PAGE EXTRACT:

# dplyr Demo

This is a demo to walk through dplyr.  Dplyr is another of the tidyverse packages, and we've already seen a little bit of it.  This demo is based on a [blog post by Gerald Belton](https://www.r-bloggers.com/more-tidyverse-using-dplyr-functions/), along with my additions.


In [None]:
if(!require(tidyverse)) {
    install.packages("tidyverse", repos = "http://cran.us.r-project.org")
    library(tidyverse)
}

if(!require(gapminder)) {
    install.packages("gapminder", repos = "http://cran.us.r-project.org")
    library(gapminder)
}

First we can perform some basic filters of the data to get an idea of some of the extremes.

In [None]:
filter(gapminder, lifeExp < 30)
filter(gapminder, lifeExp > 81.5)

dplyr does not have an AND clause; instead, we can chain together logical AND statements with commas.

In [None]:
filter(gapminder, pop > 20000000 & gdpPercap > 36000)

Similarly, the single pipe (|) acts as the OR operator.

In [None]:
filter(gapminder, pop > 1200000000 | gdpPercap > 100000)

The `select` function allows you to select specific variables from the data frame.

In [None]:
select(gapminder, year, lifeExp)

The pipe operator `%>%` is one of the most important operators in dplyr.  It allows you to take the ouptut from one operation and make it the input for the next operation.

In [None]:
gapminder %>%
  filter(pop > 1200000000) %>%
  select(country, year, lifeExp)

The `mutate` function lets you modify data frames.  In this example, we will add a new calculated variable.

In [None]:
new_gap <- gapminder %>%
  mutate(gdp = pop * gdpPercap)
head(new_gap)

We will sort the data using `arrange`.  This function will sort ascending by default.

In [None]:
new_gap %>%
  arrange(gdp, year) %>%
  head(10)

If we want to sort in descending order, we can use the `desc()` function inside `arrange`.  The following example shows sorting by GDP descending and then continent ascending.

In [None]:
new_gap %>%
  arrange(desc(gdp), continent) %>%
  head(10)

Grouping and summarizing data are vital to analysis.  The following code will group the data by continent and then include the count of observations per continent in the data frame.

In [None]:
new_gap %>%
  group_by(continent) %>%
  summarize(n = n())

We can use grouping and summarizing to look at data at a higher level of granularity than the data itself.  For example, the following code returns the average, by continent, of all life expectancies in the series.

In [None]:
new_gap %>%
  group_by(continent) %>%
  summarize(avg_lifeExp = mean(lifeExp))

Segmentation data
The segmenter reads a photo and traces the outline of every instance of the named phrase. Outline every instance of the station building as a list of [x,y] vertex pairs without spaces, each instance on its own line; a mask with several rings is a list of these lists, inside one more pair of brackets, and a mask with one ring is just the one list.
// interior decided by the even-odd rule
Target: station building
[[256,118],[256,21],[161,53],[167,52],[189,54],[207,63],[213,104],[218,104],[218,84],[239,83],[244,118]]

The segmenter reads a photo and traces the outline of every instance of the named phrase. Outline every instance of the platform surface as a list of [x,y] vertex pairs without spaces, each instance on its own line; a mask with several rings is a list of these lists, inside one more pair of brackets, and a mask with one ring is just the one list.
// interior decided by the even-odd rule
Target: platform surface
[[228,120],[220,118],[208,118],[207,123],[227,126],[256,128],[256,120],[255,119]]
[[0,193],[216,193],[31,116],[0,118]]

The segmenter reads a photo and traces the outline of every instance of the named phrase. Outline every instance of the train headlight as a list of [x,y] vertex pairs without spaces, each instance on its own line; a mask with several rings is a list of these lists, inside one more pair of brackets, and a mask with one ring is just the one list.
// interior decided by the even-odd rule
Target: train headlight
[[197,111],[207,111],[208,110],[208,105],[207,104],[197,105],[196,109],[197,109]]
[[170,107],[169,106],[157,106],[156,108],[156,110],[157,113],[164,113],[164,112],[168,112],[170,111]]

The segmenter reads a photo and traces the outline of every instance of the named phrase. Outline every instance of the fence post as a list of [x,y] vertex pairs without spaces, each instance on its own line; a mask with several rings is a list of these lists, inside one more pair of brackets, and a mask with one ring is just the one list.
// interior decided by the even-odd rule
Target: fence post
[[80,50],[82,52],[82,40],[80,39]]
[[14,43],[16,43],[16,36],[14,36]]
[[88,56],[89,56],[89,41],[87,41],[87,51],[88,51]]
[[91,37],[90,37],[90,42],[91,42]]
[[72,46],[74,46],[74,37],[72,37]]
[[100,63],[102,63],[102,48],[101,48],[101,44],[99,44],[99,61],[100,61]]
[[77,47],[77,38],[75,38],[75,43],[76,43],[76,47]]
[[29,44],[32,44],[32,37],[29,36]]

SHORT EXERCISE:
From the dplyr demo, extract the passage starting with "If we want to" and going on through "then continent ascending.", keeping every word as it appears.

OUTPUT OF THE EXERCISE:
If we want to sort in descending order, we can use the `desc()` function inside `arrange`.  The following example shows sorting by GDP descending and then continent ascending.